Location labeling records
--
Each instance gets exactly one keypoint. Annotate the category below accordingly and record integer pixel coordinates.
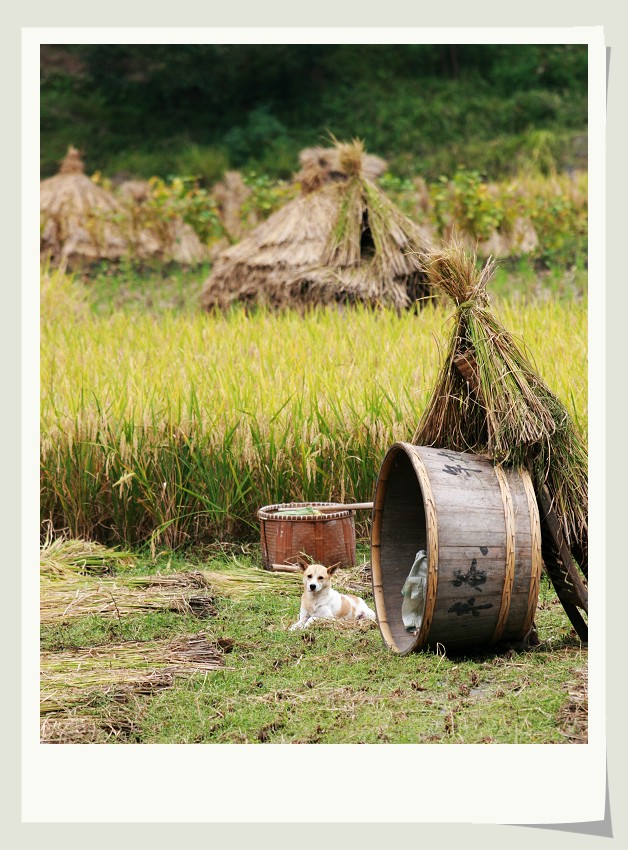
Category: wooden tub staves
(479, 525)
(327, 538)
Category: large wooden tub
(480, 528)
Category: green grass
(335, 684)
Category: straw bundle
(184, 593)
(80, 676)
(341, 240)
(78, 219)
(489, 399)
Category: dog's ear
(303, 562)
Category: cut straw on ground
(83, 676)
(185, 593)
(62, 557)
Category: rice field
(174, 428)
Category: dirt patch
(573, 718)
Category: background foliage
(160, 110)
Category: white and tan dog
(321, 602)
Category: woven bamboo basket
(479, 525)
(327, 539)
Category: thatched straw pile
(78, 219)
(154, 231)
(490, 400)
(342, 240)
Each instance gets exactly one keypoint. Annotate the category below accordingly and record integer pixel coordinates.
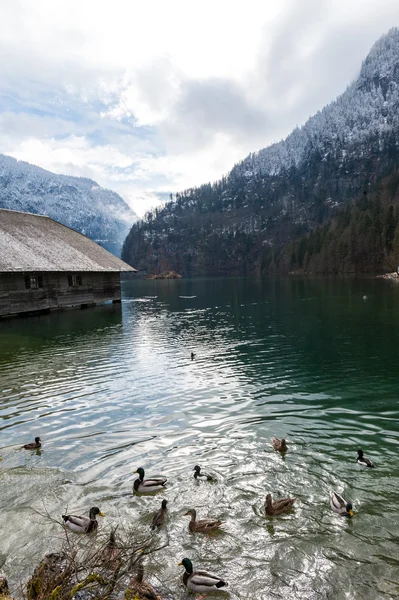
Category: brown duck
(33, 445)
(160, 515)
(142, 589)
(279, 445)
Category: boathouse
(45, 265)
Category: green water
(113, 388)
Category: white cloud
(149, 98)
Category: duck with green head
(146, 486)
(200, 581)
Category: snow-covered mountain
(368, 107)
(242, 223)
(77, 202)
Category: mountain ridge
(282, 192)
(78, 202)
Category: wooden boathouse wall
(55, 291)
(45, 265)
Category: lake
(113, 388)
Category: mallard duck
(200, 581)
(340, 506)
(203, 525)
(277, 507)
(144, 590)
(33, 445)
(80, 524)
(362, 460)
(279, 445)
(160, 516)
(198, 474)
(142, 485)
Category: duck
(142, 485)
(33, 445)
(362, 460)
(80, 524)
(142, 589)
(203, 525)
(277, 507)
(341, 506)
(279, 445)
(198, 474)
(200, 581)
(160, 516)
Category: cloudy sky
(151, 97)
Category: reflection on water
(109, 391)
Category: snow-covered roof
(36, 243)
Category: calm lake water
(113, 388)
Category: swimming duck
(365, 462)
(198, 474)
(200, 581)
(279, 445)
(142, 589)
(80, 524)
(142, 485)
(277, 507)
(340, 506)
(160, 516)
(203, 525)
(33, 445)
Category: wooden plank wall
(56, 291)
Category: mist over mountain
(77, 202)
(252, 220)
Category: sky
(150, 98)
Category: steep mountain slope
(274, 196)
(80, 203)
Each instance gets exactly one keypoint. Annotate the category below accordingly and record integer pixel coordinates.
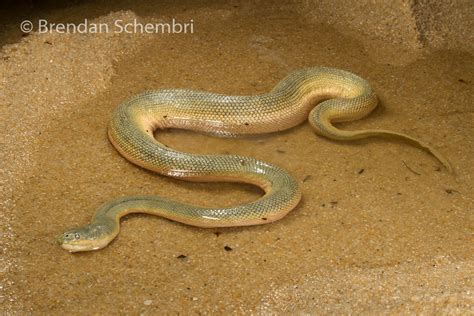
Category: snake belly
(338, 94)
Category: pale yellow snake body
(296, 98)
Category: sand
(381, 228)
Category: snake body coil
(345, 97)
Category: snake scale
(321, 95)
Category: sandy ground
(381, 229)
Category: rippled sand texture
(380, 229)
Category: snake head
(86, 238)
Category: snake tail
(322, 95)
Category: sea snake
(321, 95)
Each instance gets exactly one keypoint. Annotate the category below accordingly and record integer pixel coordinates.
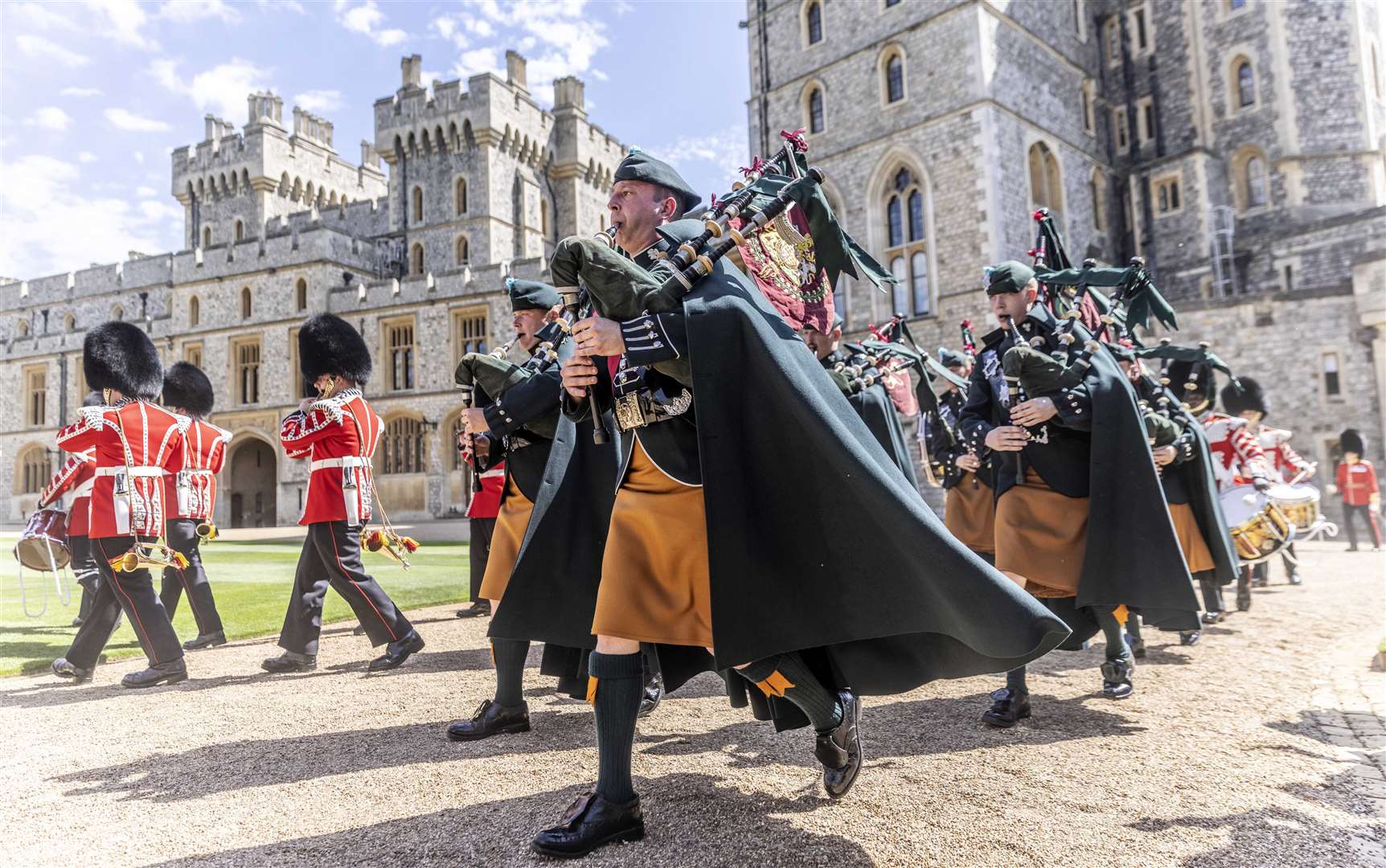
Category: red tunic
(1236, 457)
(136, 444)
(1357, 483)
(486, 504)
(191, 491)
(76, 474)
(340, 434)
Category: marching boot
(1008, 706)
(164, 673)
(1116, 678)
(207, 640)
(491, 719)
(63, 669)
(588, 824)
(478, 609)
(290, 661)
(396, 652)
(840, 749)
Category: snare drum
(1298, 502)
(45, 541)
(1259, 526)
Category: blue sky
(96, 95)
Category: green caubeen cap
(1009, 276)
(531, 294)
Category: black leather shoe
(63, 669)
(1116, 678)
(207, 640)
(491, 720)
(1007, 707)
(840, 751)
(480, 609)
(285, 663)
(396, 652)
(164, 673)
(588, 824)
(653, 694)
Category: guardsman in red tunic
(191, 494)
(1249, 403)
(1357, 485)
(338, 433)
(76, 476)
(136, 443)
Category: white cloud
(42, 15)
(129, 121)
(126, 20)
(186, 11)
(367, 20)
(49, 117)
(46, 49)
(50, 227)
(319, 100)
(220, 89)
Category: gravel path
(1261, 745)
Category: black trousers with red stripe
(182, 537)
(132, 592)
(331, 556)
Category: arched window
(35, 469)
(893, 74)
(905, 244)
(1045, 186)
(1245, 85)
(814, 23)
(1097, 186)
(404, 445)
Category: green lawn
(251, 583)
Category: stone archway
(252, 484)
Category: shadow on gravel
(689, 821)
(1270, 837)
(216, 768)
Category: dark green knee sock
(1112, 633)
(1016, 680)
(618, 686)
(509, 656)
(788, 676)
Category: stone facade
(316, 233)
(1269, 117)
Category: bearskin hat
(1249, 397)
(187, 387)
(330, 346)
(122, 357)
(1179, 375)
(1351, 441)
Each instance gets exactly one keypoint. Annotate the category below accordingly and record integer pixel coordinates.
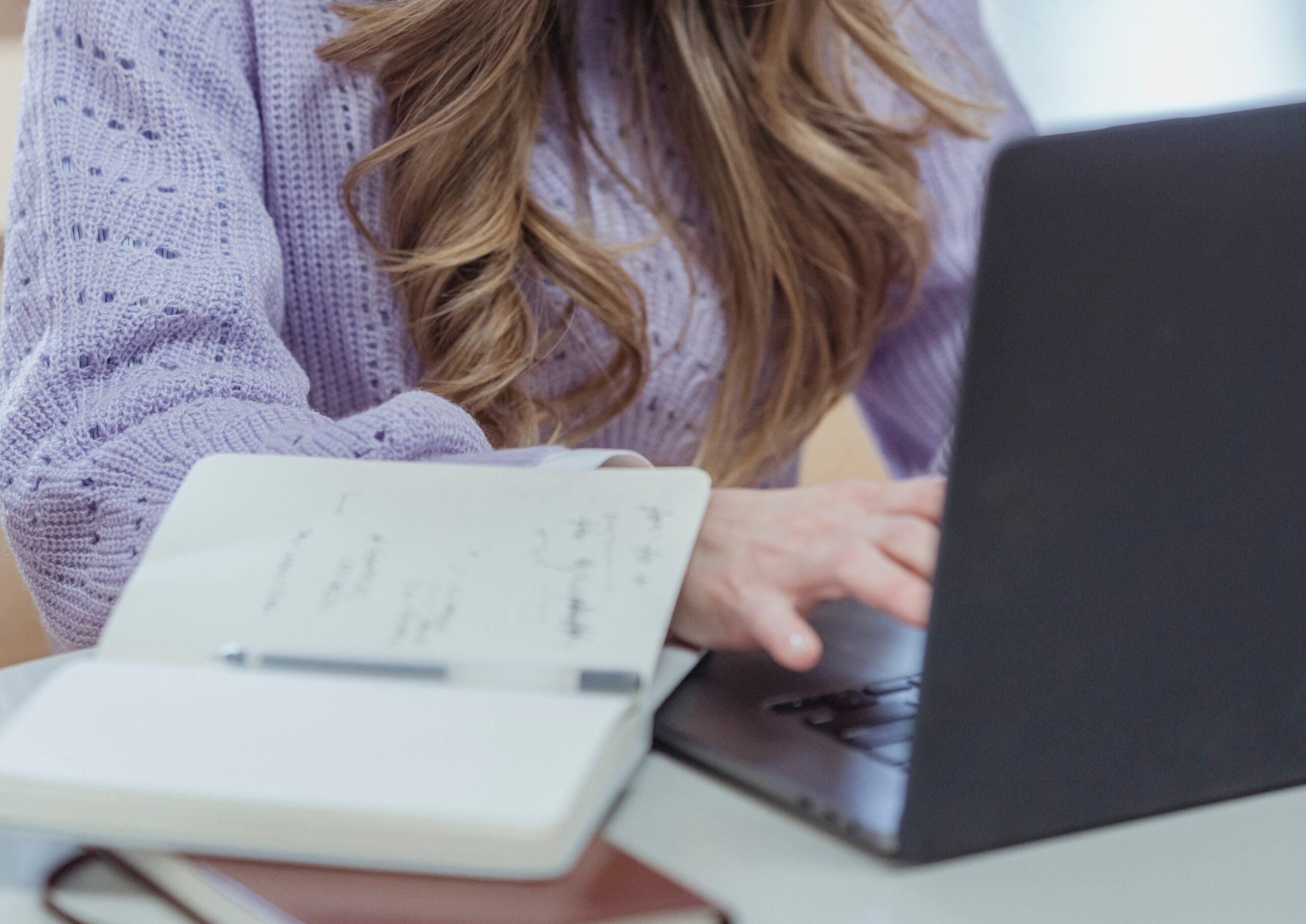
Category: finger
(777, 627)
(913, 497)
(881, 582)
(908, 540)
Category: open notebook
(485, 588)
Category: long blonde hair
(815, 203)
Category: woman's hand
(766, 557)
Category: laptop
(1118, 627)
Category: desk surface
(11, 75)
(1236, 862)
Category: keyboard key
(848, 700)
(896, 755)
(820, 720)
(878, 736)
(889, 687)
(796, 706)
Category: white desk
(11, 75)
(1230, 863)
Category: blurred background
(1076, 63)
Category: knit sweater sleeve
(143, 298)
(910, 391)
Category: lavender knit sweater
(180, 278)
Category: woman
(484, 232)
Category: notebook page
(416, 562)
(334, 744)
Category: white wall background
(1083, 63)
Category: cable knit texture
(180, 278)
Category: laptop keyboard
(877, 719)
--
### EXERCISE GOAL
Except for the pictures, copy the material above exactly.

### WORKED ANSWER
Each instance gets exactly one keypoint. Annotate the category below accordingly and record integer pixel coordinates.
Category: wooden tub staves
(479, 525)
(327, 538)
Category: large wooden tub
(480, 528)
Category: green grass
(335, 684)
Category: straw bundle
(184, 593)
(80, 676)
(341, 240)
(78, 219)
(489, 399)
Category: dog's ear
(303, 562)
Category: cut straw on ground
(83, 676)
(185, 593)
(62, 557)
Category: rice field
(174, 428)
Category: dirt patch
(573, 718)
Category: background foliage
(160, 110)
Category: white and tan dog
(321, 602)
Category: woven bamboo basket
(479, 525)
(327, 539)
Category: thatched straw pile
(78, 219)
(154, 231)
(490, 400)
(342, 240)
Each instance gets exactly one keypoint. Annotate the category below accordingly and record integer pixel coordinates.
Category: brown duck
(33, 445)
(160, 515)
(142, 589)
(279, 445)
Category: boathouse
(45, 265)
Category: green water
(113, 388)
Category: white cloud
(149, 98)
Category: duck with green head
(146, 486)
(200, 581)
Category: snow-covered mountain
(368, 107)
(242, 223)
(77, 202)
Category: mountain ridge
(282, 192)
(78, 202)
Category: wooden boathouse wall
(55, 291)
(45, 265)
Category: lake
(113, 388)
Category: mallard duck
(200, 581)
(340, 506)
(203, 525)
(277, 507)
(144, 590)
(33, 445)
(80, 524)
(362, 460)
(279, 445)
(160, 516)
(198, 474)
(142, 485)
Category: duck
(142, 485)
(33, 445)
(362, 460)
(80, 524)
(142, 589)
(203, 525)
(277, 507)
(341, 506)
(279, 445)
(198, 474)
(200, 581)
(160, 516)
Category: cloudy sky
(151, 97)
Category: reflection on water
(109, 391)
Category: snow-covered roof
(36, 243)
Category: calm lake water
(113, 388)
Category: swimming duck
(365, 462)
(198, 474)
(200, 581)
(279, 445)
(142, 589)
(80, 524)
(142, 485)
(277, 507)
(340, 506)
(160, 516)
(203, 525)
(33, 445)
Category: wooden plank wall
(56, 291)
Category: mist over mountain
(77, 202)
(252, 220)
Category: sky
(150, 98)
Category: steep mountain slope
(274, 196)
(80, 203)
Each instance gets exactly one keypoint. Annotate the category below accordingly and record integer pixel coordinates.
Category: snake belly
(338, 94)
Category: pale yellow snake body
(296, 98)
Category: sand
(381, 228)
Category: snake body coil
(345, 97)
Category: snake scale
(321, 95)
Category: sandy ground
(381, 229)
Category: rippled sand texture
(380, 229)
Category: snake head
(86, 238)
Category: snake tail
(322, 95)
Category: sea snake
(321, 95)
Each instance gets exactly one keypoint. Annotate the category below accordingly and record integer pixel coordinates.
Category: red tunic
(1236, 457)
(136, 444)
(1357, 483)
(486, 504)
(191, 491)
(76, 474)
(340, 434)
Category: marching boot
(1008, 706)
(164, 673)
(1116, 678)
(207, 640)
(491, 719)
(63, 669)
(588, 824)
(478, 609)
(290, 661)
(396, 652)
(840, 749)
Category: snare drum
(1298, 502)
(45, 541)
(1259, 526)
Category: blue sky
(96, 95)
Category: green caubeen cap
(1009, 276)
(531, 294)
Category: black leather shoe
(63, 669)
(1116, 678)
(207, 640)
(491, 720)
(1007, 707)
(840, 751)
(480, 609)
(285, 663)
(396, 652)
(164, 673)
(588, 824)
(653, 694)
Category: guardsman in red tunic
(191, 494)
(1249, 403)
(1357, 485)
(338, 433)
(76, 476)
(136, 443)
Category: white cloud
(42, 15)
(129, 121)
(126, 20)
(186, 11)
(367, 20)
(49, 117)
(46, 49)
(50, 227)
(319, 100)
(220, 89)
Category: gravel path
(1261, 745)
Category: black trousers with red stripe
(182, 537)
(132, 592)
(331, 556)
Category: arched window
(35, 469)
(893, 74)
(905, 244)
(1045, 186)
(1245, 85)
(814, 23)
(1097, 186)
(404, 445)
Category: green lawn
(251, 583)
Category: stone archway
(252, 484)
Category: shadow on gravel
(689, 821)
(1270, 837)
(216, 768)
Category: dark green knee sock
(1112, 633)
(1016, 680)
(618, 686)
(509, 656)
(788, 676)
Category: stone facade
(316, 233)
(1269, 117)
Category: bearskin hat
(1249, 397)
(187, 387)
(330, 346)
(122, 357)
(1179, 375)
(1351, 441)
Each instance gets exactly one keypoint. Annotate the category below accordingly and record integer pixel coordinates.
Category: finger
(777, 627)
(913, 497)
(881, 582)
(908, 540)
Category: open notebook
(485, 588)
Category: long blonde hair
(815, 203)
Category: woman's hand
(766, 557)
Category: laptop
(1118, 627)
Category: desk surface
(11, 75)
(1236, 862)
Category: keyboard key
(848, 700)
(896, 755)
(820, 720)
(878, 736)
(889, 687)
(796, 706)
Category: white desk
(11, 75)
(1230, 863)
Category: blurred background
(1076, 63)
Category: knit sweater sleeve
(143, 298)
(910, 391)
Category: lavender knit sweater
(180, 278)
Category: woman
(484, 232)
Category: notebook page
(416, 562)
(334, 744)
Category: white wall background
(1083, 63)
Category: cable knit texture
(180, 278)
Category: laptop keyboard
(877, 719)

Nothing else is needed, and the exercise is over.